• **EXERCISE BRIEF**:
Could you print all the entries exactly?

Point annotation dataset records:

------------------------

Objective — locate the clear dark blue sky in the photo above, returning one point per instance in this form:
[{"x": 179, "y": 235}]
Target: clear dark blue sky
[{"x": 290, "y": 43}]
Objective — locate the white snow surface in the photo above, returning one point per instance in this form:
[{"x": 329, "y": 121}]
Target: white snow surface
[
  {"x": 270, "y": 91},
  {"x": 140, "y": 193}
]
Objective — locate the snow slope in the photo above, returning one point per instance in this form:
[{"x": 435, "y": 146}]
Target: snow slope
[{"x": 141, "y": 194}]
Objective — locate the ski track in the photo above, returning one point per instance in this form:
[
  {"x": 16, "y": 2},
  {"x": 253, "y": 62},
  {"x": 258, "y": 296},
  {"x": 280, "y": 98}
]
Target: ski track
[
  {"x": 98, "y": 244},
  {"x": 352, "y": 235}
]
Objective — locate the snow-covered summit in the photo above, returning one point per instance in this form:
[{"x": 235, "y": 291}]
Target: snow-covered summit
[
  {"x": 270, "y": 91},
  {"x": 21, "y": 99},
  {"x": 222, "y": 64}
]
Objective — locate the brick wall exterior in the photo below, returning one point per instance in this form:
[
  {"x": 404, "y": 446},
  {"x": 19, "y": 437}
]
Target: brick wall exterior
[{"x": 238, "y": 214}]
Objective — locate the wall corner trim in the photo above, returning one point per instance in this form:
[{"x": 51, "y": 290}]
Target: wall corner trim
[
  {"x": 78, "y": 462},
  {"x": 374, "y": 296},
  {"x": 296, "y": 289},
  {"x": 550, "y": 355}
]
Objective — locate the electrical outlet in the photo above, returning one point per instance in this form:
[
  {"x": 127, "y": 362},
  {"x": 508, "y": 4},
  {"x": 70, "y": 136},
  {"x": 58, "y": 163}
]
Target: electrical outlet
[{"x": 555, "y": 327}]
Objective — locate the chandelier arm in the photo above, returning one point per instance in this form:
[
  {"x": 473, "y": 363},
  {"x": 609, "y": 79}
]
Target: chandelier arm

------------------------

• **THE RESPONSE**:
Objective — locate the clear dark blue sky in the photo above, returning one point per instance in this form:
[{"x": 179, "y": 235}]
Target: clear dark blue sky
[{"x": 290, "y": 43}]
Objective — locate the white snow surface in the photo above, returning one point per instance in this form:
[{"x": 329, "y": 121}]
Target: white snow surface
[
  {"x": 270, "y": 91},
  {"x": 140, "y": 193}
]
Objective — locate the snow slope in the photo above, returning one point per instance in this form:
[{"x": 435, "y": 146}]
Target: snow slope
[{"x": 141, "y": 194}]
Objective — locate the ski track in the photo above, returning one point per instance in this form:
[
  {"x": 16, "y": 2},
  {"x": 253, "y": 62},
  {"x": 258, "y": 296},
  {"x": 280, "y": 98}
]
Target: ski track
[
  {"x": 98, "y": 244},
  {"x": 352, "y": 235}
]
Objective — locate the snow-covered summit in the photo above, returning one point per instance in this form:
[{"x": 235, "y": 291}]
Target: snow-covered summit
[
  {"x": 270, "y": 91},
  {"x": 21, "y": 99},
  {"x": 222, "y": 64}
]
Objective — locate the brick wall exterior in the photo below, returning one point per instance in this form:
[
  {"x": 404, "y": 446},
  {"x": 19, "y": 437}
]
Target: brick wall exterior
[{"x": 238, "y": 214}]
Objective — locate the wall corner trim in the photo above, returning one point per instance in this form:
[{"x": 51, "y": 290}]
Target: wall corner trim
[
  {"x": 78, "y": 462},
  {"x": 374, "y": 296},
  {"x": 296, "y": 289},
  {"x": 550, "y": 355}
]
Objective — locate the electrical outlet in the photo above, returning one point per instance in this form:
[
  {"x": 127, "y": 362},
  {"x": 508, "y": 4},
  {"x": 70, "y": 136},
  {"x": 58, "y": 163}
]
Target: electrical outlet
[{"x": 555, "y": 327}]
Objective — locate the chandelier arm in the photo above, returning one point per instance in this form:
[
  {"x": 473, "y": 363},
  {"x": 609, "y": 79}
]
Target: chandelier arm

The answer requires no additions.